Repeat the following lines exactly and nothing else: the line containing "Where can the distant foliage" and each line after it through the end of the listing.
------
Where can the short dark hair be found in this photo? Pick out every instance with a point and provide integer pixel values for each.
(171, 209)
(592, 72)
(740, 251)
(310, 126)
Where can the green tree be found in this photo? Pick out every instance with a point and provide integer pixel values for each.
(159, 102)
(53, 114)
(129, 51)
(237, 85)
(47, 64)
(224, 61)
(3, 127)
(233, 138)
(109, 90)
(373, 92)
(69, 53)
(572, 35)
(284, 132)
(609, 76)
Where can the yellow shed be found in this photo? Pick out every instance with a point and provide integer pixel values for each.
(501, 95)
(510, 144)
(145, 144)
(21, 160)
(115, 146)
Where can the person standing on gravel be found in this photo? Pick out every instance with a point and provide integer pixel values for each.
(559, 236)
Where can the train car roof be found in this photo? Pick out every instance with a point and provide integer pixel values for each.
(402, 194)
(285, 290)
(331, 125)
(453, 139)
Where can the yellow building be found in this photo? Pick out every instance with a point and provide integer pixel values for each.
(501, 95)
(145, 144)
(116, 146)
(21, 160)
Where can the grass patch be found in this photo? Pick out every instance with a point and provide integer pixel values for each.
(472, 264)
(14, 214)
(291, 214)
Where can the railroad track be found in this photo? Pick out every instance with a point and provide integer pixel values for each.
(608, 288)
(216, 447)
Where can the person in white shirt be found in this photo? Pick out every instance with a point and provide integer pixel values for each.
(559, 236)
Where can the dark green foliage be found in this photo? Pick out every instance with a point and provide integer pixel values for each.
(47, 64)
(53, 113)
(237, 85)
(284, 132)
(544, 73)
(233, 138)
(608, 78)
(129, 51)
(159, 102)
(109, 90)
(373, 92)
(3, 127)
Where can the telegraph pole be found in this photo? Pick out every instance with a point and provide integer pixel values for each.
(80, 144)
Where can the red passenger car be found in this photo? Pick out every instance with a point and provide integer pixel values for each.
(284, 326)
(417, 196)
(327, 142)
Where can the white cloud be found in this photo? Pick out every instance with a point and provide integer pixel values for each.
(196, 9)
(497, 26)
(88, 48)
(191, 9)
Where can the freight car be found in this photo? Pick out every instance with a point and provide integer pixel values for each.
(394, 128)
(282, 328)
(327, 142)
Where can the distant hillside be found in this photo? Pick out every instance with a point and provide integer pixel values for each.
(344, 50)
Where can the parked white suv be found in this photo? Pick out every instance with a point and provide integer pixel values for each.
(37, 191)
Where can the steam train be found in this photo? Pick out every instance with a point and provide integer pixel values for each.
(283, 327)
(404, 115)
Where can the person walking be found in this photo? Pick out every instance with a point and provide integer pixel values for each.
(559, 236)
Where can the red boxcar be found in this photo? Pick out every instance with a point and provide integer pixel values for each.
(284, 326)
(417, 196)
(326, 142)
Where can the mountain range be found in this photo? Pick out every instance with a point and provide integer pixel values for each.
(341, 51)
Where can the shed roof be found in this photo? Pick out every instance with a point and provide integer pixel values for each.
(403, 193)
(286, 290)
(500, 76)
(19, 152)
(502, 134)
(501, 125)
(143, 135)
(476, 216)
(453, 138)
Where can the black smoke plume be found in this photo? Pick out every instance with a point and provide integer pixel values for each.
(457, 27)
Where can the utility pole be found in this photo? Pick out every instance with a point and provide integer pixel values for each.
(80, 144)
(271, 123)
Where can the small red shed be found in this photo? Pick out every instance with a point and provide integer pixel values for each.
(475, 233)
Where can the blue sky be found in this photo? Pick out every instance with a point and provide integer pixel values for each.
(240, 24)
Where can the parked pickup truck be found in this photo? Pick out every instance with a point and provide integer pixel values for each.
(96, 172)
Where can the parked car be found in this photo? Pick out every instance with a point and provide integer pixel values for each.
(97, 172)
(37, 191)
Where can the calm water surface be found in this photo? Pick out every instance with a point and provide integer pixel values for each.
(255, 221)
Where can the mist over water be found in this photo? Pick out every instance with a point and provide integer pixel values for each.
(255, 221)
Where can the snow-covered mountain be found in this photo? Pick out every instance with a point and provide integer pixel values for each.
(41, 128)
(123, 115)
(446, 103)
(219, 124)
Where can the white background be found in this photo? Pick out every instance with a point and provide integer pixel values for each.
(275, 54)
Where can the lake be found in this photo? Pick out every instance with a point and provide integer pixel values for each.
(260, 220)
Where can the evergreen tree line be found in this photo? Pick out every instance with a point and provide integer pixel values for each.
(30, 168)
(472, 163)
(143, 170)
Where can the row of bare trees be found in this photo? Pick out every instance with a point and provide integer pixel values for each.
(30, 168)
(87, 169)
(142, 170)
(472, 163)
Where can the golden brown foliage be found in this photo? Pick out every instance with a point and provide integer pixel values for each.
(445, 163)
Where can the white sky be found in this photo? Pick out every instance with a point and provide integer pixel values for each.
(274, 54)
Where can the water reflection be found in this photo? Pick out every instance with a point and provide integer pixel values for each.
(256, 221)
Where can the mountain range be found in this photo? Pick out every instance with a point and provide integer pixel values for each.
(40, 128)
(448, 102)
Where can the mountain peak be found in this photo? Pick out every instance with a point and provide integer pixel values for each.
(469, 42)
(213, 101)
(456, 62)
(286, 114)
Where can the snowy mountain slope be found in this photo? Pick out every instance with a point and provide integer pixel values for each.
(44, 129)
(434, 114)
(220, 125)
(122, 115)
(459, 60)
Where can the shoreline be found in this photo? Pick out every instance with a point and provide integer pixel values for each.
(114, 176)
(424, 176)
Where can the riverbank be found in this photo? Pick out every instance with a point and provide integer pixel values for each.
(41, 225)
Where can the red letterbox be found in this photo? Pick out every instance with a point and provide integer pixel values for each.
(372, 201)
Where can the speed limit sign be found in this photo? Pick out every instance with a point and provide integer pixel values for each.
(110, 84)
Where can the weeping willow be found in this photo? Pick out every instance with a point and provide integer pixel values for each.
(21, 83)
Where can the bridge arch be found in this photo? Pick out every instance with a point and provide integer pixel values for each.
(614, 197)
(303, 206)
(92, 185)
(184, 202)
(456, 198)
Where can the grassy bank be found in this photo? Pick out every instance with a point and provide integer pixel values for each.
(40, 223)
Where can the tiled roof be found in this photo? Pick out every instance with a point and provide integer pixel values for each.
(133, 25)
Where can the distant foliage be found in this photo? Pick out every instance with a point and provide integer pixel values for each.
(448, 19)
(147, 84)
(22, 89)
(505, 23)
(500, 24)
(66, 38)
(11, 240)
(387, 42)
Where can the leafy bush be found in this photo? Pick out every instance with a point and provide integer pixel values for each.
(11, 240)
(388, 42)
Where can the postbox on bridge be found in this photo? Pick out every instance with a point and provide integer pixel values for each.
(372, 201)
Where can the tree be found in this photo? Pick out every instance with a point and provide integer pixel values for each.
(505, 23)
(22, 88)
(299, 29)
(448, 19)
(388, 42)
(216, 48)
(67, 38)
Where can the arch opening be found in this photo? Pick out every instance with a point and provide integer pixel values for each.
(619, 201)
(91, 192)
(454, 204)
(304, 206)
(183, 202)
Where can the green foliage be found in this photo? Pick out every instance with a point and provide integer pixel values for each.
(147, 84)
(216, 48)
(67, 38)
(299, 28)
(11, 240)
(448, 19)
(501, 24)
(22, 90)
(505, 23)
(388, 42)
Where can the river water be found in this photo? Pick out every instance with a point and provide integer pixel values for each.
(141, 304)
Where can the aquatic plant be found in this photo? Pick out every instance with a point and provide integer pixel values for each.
------
The result:
Where can the distant foliage be found in this photo? Pick out every instance with a point and provide integer pixel values for each.
(448, 19)
(147, 84)
(22, 89)
(505, 23)
(500, 24)
(66, 38)
(11, 240)
(387, 42)
Where can the leafy bush be found in this photo? Pick out every instance with a point and provide integer pixel values for each.
(11, 240)
(388, 42)
Where can the postbox on bridge be found in this photo? Pick out every instance with a point and provide integer pixel values for each.
(372, 201)
Where can the tree be found in this photo? Pick out every instance with a point and provide integer pixel values for each.
(505, 23)
(22, 88)
(299, 29)
(448, 19)
(388, 42)
(216, 48)
(67, 38)
Where can the arch opening be found in this photo? Pick out every instance with a point and provide integer pixel values for each.
(619, 201)
(91, 192)
(454, 204)
(304, 206)
(183, 202)
Where can the green foliage be found in this photo? Pick out every instance with a point and provide integer pixel values for each.
(147, 84)
(216, 48)
(67, 38)
(299, 28)
(11, 240)
(448, 19)
(501, 24)
(22, 90)
(505, 23)
(388, 42)
Where can the river water be found in this photo? Pick out every instance with a point and provide integer pixel values for each.
(141, 304)
Where can the aquatic plant be found in this photo? Pick out every instance with a point and provide integer pixel values for each.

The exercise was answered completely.